## À faire:
a: Recopiez l'extrait sur le wokisme en commençant par « Ainsi, Jean Roscoff » et en poursuivant jusqu'à « de color blindness. ».
b: D'après l'extrait sur le wokisme, pourquoi Jean Roscoff ne pouvait-il pas envisager la faute qui lui est reprochée ? Répondez en une à trois phrases.

## Extrait cité:
== == ==
Mais attention, les places de victimes sont chères, et surtout définitives.
Car le wokisme est d’abord une assignation identitaire, et gare aux apostats.
Ainsi, Jean Roscoff n’avait en aucun cas le droit de parler de, ni pour, Robert Willow, en regard de cette assignation, quand bien même personne ne le faisait.
En le faisant, il s’est rendu coupable du crime symbolique (mais tout aussi funeste) « d’appropriation culturelle », et de la circonstance aggravante de color blindness.
Une faute qu’il ne pouvait cependant pas envisager, puisque son logiciel antiraciste universaliste prônait depuis toujours l’aveuglement volontaire aux couleurs de la peau. Ce que ne tolère pas le « nouvel » antiracisme woke.
De nos jours, si vous voulez écrire la biographie de quelqu’un.e par exemple, ou même en traduire le travail, il vous faut partager avec iel (sic) le même genre, la même race. Voire son régime alimentaire.
== == ==
## Données fournies:

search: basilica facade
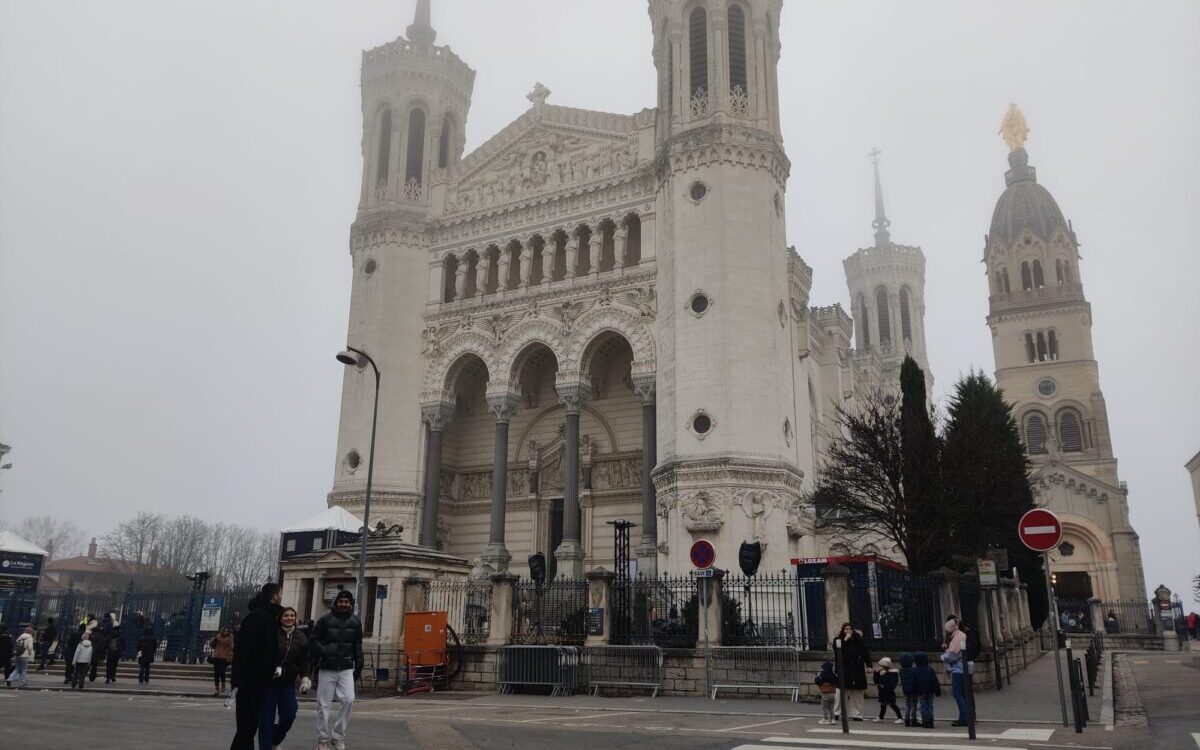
== == ==
## Réponses rédigées:
a:
Ainsi, Jean Roscoff n’avait en aucun cas le droit de parler de, ni pour, Robert Willow, en regard de cette assignation, quand bien même personne ne le faisait.
En le faisant, il s’est rendu coupable du crime symbolique (mais tout aussi funeste) « d’appropriation culturelle », et de la circonstance aggravante de color blindness.

b: Son logiciel antiraciste universaliste prônait depuis toujours l'aveuglement volontaire aux couleurs de la peau. C'est précisément ce que le « nouvel » antiracisme woke ne tolère pas.